**Task directions**
Exactly the lines below from the one with "positive clicks: (400, 238)" up to and including the one with "negative clicks: (355, 289)" make up the answer, with nothing else added.

**Data for the task**
┄┄┄┄┄┄

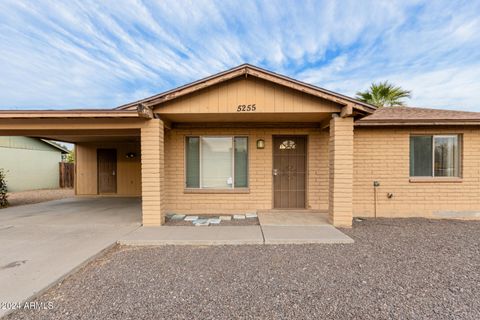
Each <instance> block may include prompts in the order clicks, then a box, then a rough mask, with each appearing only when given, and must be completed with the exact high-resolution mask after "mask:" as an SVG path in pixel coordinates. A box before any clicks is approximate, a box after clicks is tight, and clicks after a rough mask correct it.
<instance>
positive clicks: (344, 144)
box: [328, 115, 353, 227]
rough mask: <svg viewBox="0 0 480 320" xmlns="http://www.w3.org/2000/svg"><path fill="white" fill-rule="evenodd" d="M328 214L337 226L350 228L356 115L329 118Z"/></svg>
mask: <svg viewBox="0 0 480 320" xmlns="http://www.w3.org/2000/svg"><path fill="white" fill-rule="evenodd" d="M328 156H329V165H328V171H329V196H328V215H329V220H330V223H332V224H333V225H334V226H336V227H351V226H352V216H353V212H352V211H353V203H352V202H353V118H352V117H347V118H341V117H338V116H337V115H334V116H333V118H332V119H331V120H330V140H329V144H328Z"/></svg>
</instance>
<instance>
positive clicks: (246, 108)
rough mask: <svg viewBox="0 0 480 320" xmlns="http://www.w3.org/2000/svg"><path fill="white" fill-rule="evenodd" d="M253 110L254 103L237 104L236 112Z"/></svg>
mask: <svg viewBox="0 0 480 320" xmlns="http://www.w3.org/2000/svg"><path fill="white" fill-rule="evenodd" d="M255 110H257V107H256V106H255V104H239V105H238V106H237V112H249V111H255Z"/></svg>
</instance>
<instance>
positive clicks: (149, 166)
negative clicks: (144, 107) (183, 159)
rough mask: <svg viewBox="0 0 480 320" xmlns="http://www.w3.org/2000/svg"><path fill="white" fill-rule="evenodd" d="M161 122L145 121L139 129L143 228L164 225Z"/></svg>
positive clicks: (162, 158) (161, 134) (159, 120)
mask: <svg viewBox="0 0 480 320" xmlns="http://www.w3.org/2000/svg"><path fill="white" fill-rule="evenodd" d="M163 133H164V129H163V122H162V120H160V119H151V120H149V121H147V123H146V124H145V127H143V128H142V129H141V147H142V221H143V225H144V226H160V225H161V224H163V223H164V221H165V217H164V204H165V201H164V194H165V184H164V176H165V175H164V163H165V159H164V140H163V138H164V137H163Z"/></svg>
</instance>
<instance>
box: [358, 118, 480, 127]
mask: <svg viewBox="0 0 480 320" xmlns="http://www.w3.org/2000/svg"><path fill="white" fill-rule="evenodd" d="M440 125H455V126H456V125H480V120H463V121H461V120H448V119H444V120H408V121H391V120H388V121H387V120H383V121H382V120H377V121H373V120H371V121H366V120H359V121H357V122H355V126H362V127H368V126H440Z"/></svg>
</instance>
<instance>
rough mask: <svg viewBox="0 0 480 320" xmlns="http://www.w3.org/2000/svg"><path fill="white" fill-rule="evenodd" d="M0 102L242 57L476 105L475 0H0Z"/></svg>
mask: <svg viewBox="0 0 480 320" xmlns="http://www.w3.org/2000/svg"><path fill="white" fill-rule="evenodd" d="M0 43H1V46H0V70H1V77H0V108H2V109H52V108H56V109H61V108H110V107H115V106H118V105H121V104H124V103H127V102H131V101H134V100H137V99H141V98H144V97H147V96H149V95H153V94H156V93H159V92H162V91H165V90H168V89H171V88H174V87H176V86H179V85H182V84H185V83H188V82H191V81H194V80H197V79H199V78H202V77H205V76H208V75H210V74H213V73H217V72H219V71H223V70H225V69H229V68H231V67H234V66H236V65H239V64H242V63H245V62H247V63H251V64H254V65H257V66H260V67H263V68H266V69H269V70H272V71H274V72H278V73H281V74H285V75H288V76H291V77H293V78H296V79H299V80H302V81H306V82H309V83H312V84H315V85H318V86H320V87H323V88H326V89H329V90H333V91H336V92H339V93H343V94H347V95H350V96H353V95H354V94H355V92H356V91H358V90H363V89H366V88H367V87H368V86H369V84H370V83H371V82H372V81H381V80H390V81H391V82H393V83H395V84H397V85H400V86H402V87H404V88H406V89H410V90H412V91H413V98H412V99H411V100H410V101H408V103H409V105H412V106H419V107H436V108H448V109H459V110H472V111H480V1H476V0H471V1H457V0H455V1H410V0H402V1H390V0H386V1H380V0H375V1H367V0H365V1H358V0H352V1H342V0H339V1H286V0H285V1H271V0H269V1H249V0H244V1H230V0H224V1H203V0H198V1H182V0H176V1H160V0H159V1H141V0H136V1H133V0H132V1H126V0H116V1H114V0H112V1H88V0H82V1H74V0H69V1H20V0H11V1H10V0H2V1H1V2H0Z"/></svg>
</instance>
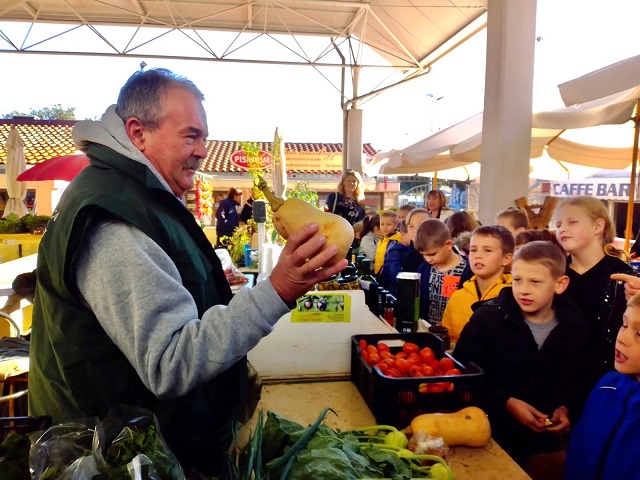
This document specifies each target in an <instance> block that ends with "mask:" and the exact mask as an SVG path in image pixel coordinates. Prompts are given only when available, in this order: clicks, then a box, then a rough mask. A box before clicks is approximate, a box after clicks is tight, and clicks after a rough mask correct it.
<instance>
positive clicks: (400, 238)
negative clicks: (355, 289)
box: [373, 210, 402, 275]
mask: <svg viewBox="0 0 640 480" xmlns="http://www.w3.org/2000/svg"><path fill="white" fill-rule="evenodd" d="M397 229H398V216H397V215H396V212H394V211H393V210H385V211H384V212H382V213H381V214H380V232H381V233H382V238H381V239H380V241H379V242H378V248H376V256H375V261H374V266H373V273H374V274H375V275H377V274H378V273H379V272H380V269H381V268H382V265H383V264H384V254H385V253H386V252H387V247H388V246H389V243H391V242H399V241H400V240H401V239H402V235H400V233H399V232H397V231H396V230H397Z"/></svg>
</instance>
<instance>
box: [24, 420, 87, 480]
mask: <svg viewBox="0 0 640 480" xmlns="http://www.w3.org/2000/svg"><path fill="white" fill-rule="evenodd" d="M95 423H96V420H95V419H88V420H86V421H84V422H82V421H78V422H69V423H64V424H60V425H54V426H53V427H51V428H49V429H48V430H46V431H45V432H44V433H43V434H42V435H41V436H40V437H39V438H38V439H36V440H35V442H34V443H33V445H32V446H31V449H30V450H29V468H30V469H31V478H35V479H40V478H46V479H47V480H49V479H58V478H65V477H64V475H65V472H66V471H67V469H69V467H71V465H72V464H73V463H74V462H75V461H76V460H77V459H79V458H82V457H85V456H89V455H91V454H92V450H91V445H92V442H93V434H94V430H95ZM71 470H73V471H76V470H77V466H74V467H73V468H72V469H71ZM68 478H74V480H84V479H86V480H90V479H92V478H93V475H88V474H87V475H84V474H83V473H82V472H81V471H80V472H78V473H77V476H73V477H70V476H69V477H68Z"/></svg>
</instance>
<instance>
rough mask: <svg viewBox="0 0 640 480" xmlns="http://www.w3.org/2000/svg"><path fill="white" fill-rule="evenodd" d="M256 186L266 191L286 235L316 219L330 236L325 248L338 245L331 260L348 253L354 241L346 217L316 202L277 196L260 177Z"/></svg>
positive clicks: (294, 231)
mask: <svg viewBox="0 0 640 480" xmlns="http://www.w3.org/2000/svg"><path fill="white" fill-rule="evenodd" d="M257 187H258V188H259V189H260V190H261V191H262V193H264V196H265V197H266V198H267V201H268V202H269V204H270V205H271V210H273V226H274V227H275V228H276V231H277V232H278V233H279V234H280V235H282V236H283V237H284V238H285V239H286V238H289V235H291V234H292V233H293V232H295V231H296V230H298V229H299V228H301V227H302V226H303V225H306V224H307V223H311V222H315V223H317V224H318V225H319V226H320V232H319V233H320V234H321V235H324V237H325V238H326V239H327V241H326V242H325V244H324V246H323V247H322V250H325V249H327V248H328V247H330V246H331V245H335V246H336V247H338V252H337V253H336V254H335V256H334V257H333V258H332V259H331V261H330V262H329V263H330V264H331V265H333V264H334V263H337V262H339V261H340V260H342V259H343V258H345V257H346V256H347V252H348V251H349V248H350V247H351V244H352V243H353V227H352V226H351V224H350V223H349V222H347V220H345V219H344V218H342V217H341V216H339V215H334V214H333V213H328V212H323V211H322V210H318V209H317V208H315V207H314V206H313V205H311V204H309V203H307V202H305V201H304V200H300V199H299V198H288V199H286V200H284V199H282V198H280V197H277V196H276V195H275V194H274V193H273V192H272V191H271V189H270V188H269V187H268V185H267V182H266V181H265V180H264V179H263V178H260V180H259V181H258V184H257Z"/></svg>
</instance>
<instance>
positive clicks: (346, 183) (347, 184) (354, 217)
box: [324, 170, 365, 225]
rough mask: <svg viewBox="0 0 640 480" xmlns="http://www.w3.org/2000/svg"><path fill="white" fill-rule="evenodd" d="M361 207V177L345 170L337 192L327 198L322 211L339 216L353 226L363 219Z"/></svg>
mask: <svg viewBox="0 0 640 480" xmlns="http://www.w3.org/2000/svg"><path fill="white" fill-rule="evenodd" d="M363 207H364V189H363V188H362V176H360V173H358V172H357V171H355V170H347V171H345V172H344V174H343V175H342V178H341V179H340V183H339V184H338V191H337V192H333V193H330V194H329V196H328V197H327V202H326V204H325V206H324V211H325V212H331V213H335V214H336V215H340V216H341V217H343V218H345V219H346V220H347V221H348V222H349V223H350V224H351V225H353V224H354V223H356V222H359V221H360V220H362V219H363V218H364V213H365V212H364V208H363Z"/></svg>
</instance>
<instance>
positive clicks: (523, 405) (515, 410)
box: [507, 397, 549, 432]
mask: <svg viewBox="0 0 640 480" xmlns="http://www.w3.org/2000/svg"><path fill="white" fill-rule="evenodd" d="M507 411H508V412H509V413H510V414H511V416H512V417H513V418H515V419H516V420H517V421H518V422H520V423H521V424H522V425H524V426H525V427H527V428H528V429H530V430H533V431H534V432H544V430H545V420H546V419H547V418H548V417H549V416H548V415H545V414H544V413H541V412H539V411H538V410H536V409H535V408H533V407H532V406H531V405H529V404H528V403H527V402H524V401H522V400H519V399H517V398H513V397H511V398H510V399H509V400H507Z"/></svg>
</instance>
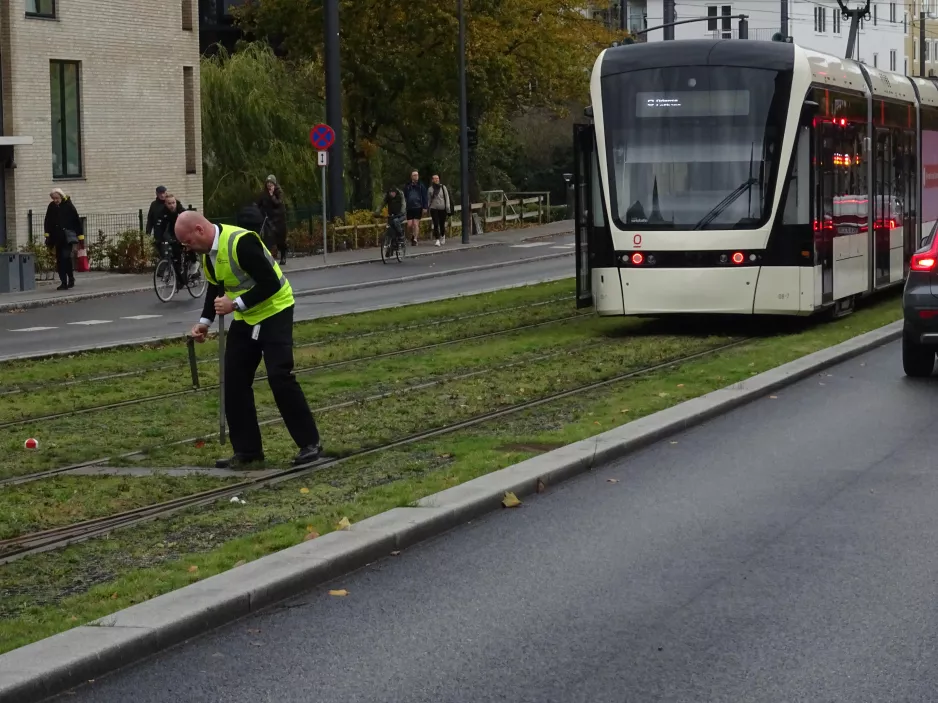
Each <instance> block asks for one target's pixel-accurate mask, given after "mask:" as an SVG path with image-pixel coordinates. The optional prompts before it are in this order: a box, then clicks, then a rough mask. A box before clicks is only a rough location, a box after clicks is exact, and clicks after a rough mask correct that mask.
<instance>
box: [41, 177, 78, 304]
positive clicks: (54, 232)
mask: <svg viewBox="0 0 938 703" xmlns="http://www.w3.org/2000/svg"><path fill="white" fill-rule="evenodd" d="M49 198H51V201H50V202H49V207H47V208H46V219H45V221H44V222H43V232H44V239H45V243H46V246H47V247H48V248H49V249H51V250H52V251H53V252H54V253H55V263H56V269H57V270H58V272H59V280H60V281H61V282H62V285H60V286H59V287H58V288H57V289H56V290H68V289H69V288H74V287H75V265H74V263H73V261H72V256H73V254H74V252H75V251H76V250H77V249H78V242H80V241H82V240H83V239H84V238H85V235H84V229H83V227H82V223H81V218H80V217H79V216H78V210H77V209H76V208H75V204H74V203H73V202H72V199H71V198H69V197H68V196H67V195H66V194H65V191H63V190H62V189H61V188H54V189H53V190H52V192H51V193H49Z"/></svg>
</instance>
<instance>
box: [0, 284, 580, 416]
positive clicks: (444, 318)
mask: <svg viewBox="0 0 938 703" xmlns="http://www.w3.org/2000/svg"><path fill="white" fill-rule="evenodd" d="M573 292H574V288H573V283H572V282H571V281H569V280H564V281H555V282H551V283H541V284H537V285H532V286H523V287H519V288H511V289H508V290H502V291H497V292H494V293H484V294H481V295H473V296H464V297H458V298H451V299H448V300H441V301H436V302H433V303H420V304H415V305H408V306H404V307H399V308H391V309H388V310H376V311H373V312H365V313H359V314H355V315H342V316H339V317H325V318H319V319H316V320H310V321H308V322H300V323H297V325H296V327H295V330H294V341H295V343H296V344H304V343H308V342H319V341H328V340H330V339H334V338H335V337H339V336H343V335H351V334H363V333H369V332H379V331H382V330H398V329H400V328H401V327H402V326H408V325H417V324H424V323H427V322H432V321H435V320H443V319H446V318H449V317H457V316H463V315H472V314H478V313H488V312H491V311H492V310H494V309H496V308H503V307H504V308H507V307H514V306H518V305H525V304H529V303H536V302H542V301H544V300H548V299H550V298H556V297H559V296H567V295H572V294H573ZM187 332H188V329H180V330H179V339H178V340H174V341H168V342H165V343H161V344H149V345H137V346H133V347H127V348H120V349H111V350H104V351H90V352H83V353H76V354H69V355H67V356H60V357H57V358H56V359H55V361H52V362H50V361H49V360H47V359H36V360H23V361H8V362H3V363H2V364H0V391H2V390H9V389H14V388H21V387H26V386H30V385H33V384H48V383H54V382H57V381H69V380H73V379H77V378H89V377H92V376H102V375H105V374H113V373H125V372H128V371H137V370H139V369H141V368H153V367H159V366H163V365H166V364H172V365H174V366H175V367H176V368H180V369H182V370H183V371H184V373H185V374H188V371H187V370H186V368H185V366H186V364H187V363H188V362H187V361H186V358H187V357H186V348H185V340H184V339H183V337H184V335H185V334H186V333H187ZM196 348H197V350H198V354H199V357H200V358H202V359H205V358H208V357H212V356H215V354H216V351H217V347H216V346H215V345H214V344H205V345H197V347H196ZM3 419H5V418H4V416H3V415H2V414H0V420H3Z"/></svg>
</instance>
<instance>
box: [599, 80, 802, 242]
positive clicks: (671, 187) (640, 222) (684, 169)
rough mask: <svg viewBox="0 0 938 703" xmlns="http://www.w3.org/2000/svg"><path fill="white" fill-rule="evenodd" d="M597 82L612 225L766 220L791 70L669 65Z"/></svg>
mask: <svg viewBox="0 0 938 703" xmlns="http://www.w3.org/2000/svg"><path fill="white" fill-rule="evenodd" d="M602 89H603V120H604V122H605V137H606V148H607V151H608V154H609V172H610V174H611V178H612V181H613V183H612V188H611V189H610V190H611V193H610V194H611V200H612V212H613V219H614V220H615V221H616V224H618V225H619V227H621V228H622V229H629V230H672V229H673V230H695V229H696V230H707V229H755V228H757V227H760V226H762V225H763V224H764V223H765V222H766V220H767V219H768V216H769V214H770V210H771V205H772V195H773V192H774V188H775V181H776V176H777V172H778V159H779V155H780V153H781V137H782V134H783V132H784V127H785V116H786V113H787V105H788V98H789V93H790V76H785V75H783V74H780V73H779V72H777V71H772V70H766V69H756V68H739V67H726V66H688V67H668V68H660V69H647V70H641V71H632V72H628V73H620V74H617V75H611V76H606V77H605V78H603V83H602Z"/></svg>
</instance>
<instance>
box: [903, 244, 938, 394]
mask: <svg viewBox="0 0 938 703" xmlns="http://www.w3.org/2000/svg"><path fill="white" fill-rule="evenodd" d="M902 314H903V317H904V318H905V324H904V325H903V328H902V368H903V370H904V371H905V373H906V375H907V376H929V375H931V372H932V371H933V370H934V368H935V352H936V351H938V236H935V231H932V232H931V234H929V235H928V236H927V237H926V238H925V239H924V240H923V241H922V248H921V249H919V250H918V251H917V252H915V253H914V254H913V255H912V260H911V261H910V263H909V275H908V277H907V278H906V281H905V290H904V291H903V292H902Z"/></svg>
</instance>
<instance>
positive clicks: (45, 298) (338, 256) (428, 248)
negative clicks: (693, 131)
mask: <svg viewBox="0 0 938 703" xmlns="http://www.w3.org/2000/svg"><path fill="white" fill-rule="evenodd" d="M572 231H573V221H572V220H563V221H559V222H552V223H549V224H545V225H536V226H532V227H525V228H518V229H509V230H505V231H503V232H492V233H489V234H482V235H474V236H473V237H472V238H471V239H470V243H469V244H462V243H461V240H460V239H448V240H447V242H446V244H445V245H444V246H443V247H439V248H438V247H436V246H434V245H433V241H432V240H421V241H420V245H419V246H418V247H408V250H407V251H408V256H409V257H411V258H414V257H417V258H419V257H422V256H428V255H430V256H432V255H435V254H448V253H453V252H458V251H465V250H467V249H480V248H485V247H490V246H499V245H505V244H520V243H523V242H525V241H529V240H531V239H536V238H538V237H543V236H550V235H555V234H565V233H569V232H572ZM380 262H381V254H380V251H379V250H378V249H375V248H365V249H356V250H354V251H338V252H332V253H329V254H328V256H327V261H325V262H324V261H323V257H322V256H301V257H297V258H292V257H291V258H289V259H288V264H287V267H286V268H287V271H288V272H289V271H293V272H297V271H317V270H321V269H330V268H341V267H345V266H353V265H356V264H367V263H380ZM75 277H76V286H75V288H72V289H71V290H67V291H57V290H55V289H56V287H57V286H58V285H59V281H58V279H57V278H55V276H54V275H52V276H51V277H50V278H49V279H48V280H43V281H37V283H36V290H34V291H28V292H25V293H7V294H3V295H0V312H6V311H9V310H26V309H31V308H37V307H45V306H48V305H61V304H63V303H71V302H75V301H78V300H91V299H96V298H104V297H110V296H113V295H125V294H129V293H144V292H150V293H151V294H152V293H153V274H152V272H149V273H142V274H120V273H109V272H102V271H89V272H87V273H78V274H76V276H75ZM53 279H55V280H53Z"/></svg>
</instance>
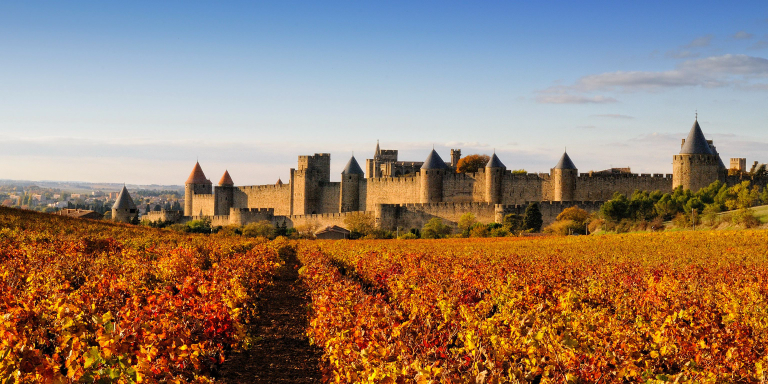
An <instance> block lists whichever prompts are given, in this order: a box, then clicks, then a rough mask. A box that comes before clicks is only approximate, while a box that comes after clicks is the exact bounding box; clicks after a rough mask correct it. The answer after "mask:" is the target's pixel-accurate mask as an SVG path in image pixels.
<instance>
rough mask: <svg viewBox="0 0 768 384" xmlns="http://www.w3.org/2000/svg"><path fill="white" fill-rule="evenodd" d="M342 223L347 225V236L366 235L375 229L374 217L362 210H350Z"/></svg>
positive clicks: (375, 226) (371, 215) (364, 235)
mask: <svg viewBox="0 0 768 384" xmlns="http://www.w3.org/2000/svg"><path fill="white" fill-rule="evenodd" d="M344 224H345V225H346V226H347V229H348V230H349V232H351V233H350V234H349V237H350V238H351V239H358V238H361V237H365V236H368V235H370V234H372V233H373V232H374V230H375V229H376V218H375V217H373V216H372V215H369V214H366V213H363V212H352V213H349V214H347V217H345V218H344Z"/></svg>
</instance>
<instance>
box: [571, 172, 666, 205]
mask: <svg viewBox="0 0 768 384" xmlns="http://www.w3.org/2000/svg"><path fill="white" fill-rule="evenodd" d="M638 189H639V190H643V191H661V192H664V193H668V192H672V175H664V174H660V173H656V174H636V173H630V174H615V175H599V174H592V175H590V174H589V173H582V174H580V175H579V177H578V178H576V193H575V195H574V200H582V201H583V200H610V199H611V198H612V197H613V194H614V193H616V192H620V193H622V194H623V195H625V196H627V197H629V196H632V193H634V192H635V190H638Z"/></svg>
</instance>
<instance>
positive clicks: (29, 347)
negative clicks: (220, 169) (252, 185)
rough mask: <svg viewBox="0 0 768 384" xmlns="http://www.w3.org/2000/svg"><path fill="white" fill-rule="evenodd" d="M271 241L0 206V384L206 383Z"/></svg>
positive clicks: (242, 315) (279, 265)
mask: <svg viewBox="0 0 768 384" xmlns="http://www.w3.org/2000/svg"><path fill="white" fill-rule="evenodd" d="M278 247H279V244H277V243H257V242H248V241H245V240H243V239H242V238H239V237H216V236H201V235H188V234H179V233H176V232H172V231H165V230H157V229H150V228H140V227H134V226H128V225H118V224H108V223H103V222H96V221H89V220H78V219H69V218H66V217H56V216H52V215H45V214H39V213H33V212H26V211H20V210H10V209H0V382H30V383H31V382H42V383H63V382H118V380H119V381H120V382H159V381H169V382H191V381H197V382H201V381H208V380H209V379H208V378H207V377H206V375H209V374H211V373H212V372H214V371H215V370H216V368H217V367H218V365H219V364H220V363H222V362H223V360H224V357H225V353H226V352H227V351H230V350H232V349H237V348H242V347H247V344H248V335H247V334H246V332H245V326H246V324H247V323H249V322H250V321H251V320H252V319H253V318H254V316H256V305H255V304H256V297H257V294H258V292H259V291H260V290H261V289H262V288H264V287H265V286H266V285H267V284H269V282H270V280H271V276H272V274H273V272H274V271H275V270H276V269H277V268H278V267H279V266H280V265H281V261H280V258H279V255H278V249H277V248H278Z"/></svg>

┄┄┄┄┄┄

**Result**
positive clicks: (400, 238)
negative clicks: (355, 289)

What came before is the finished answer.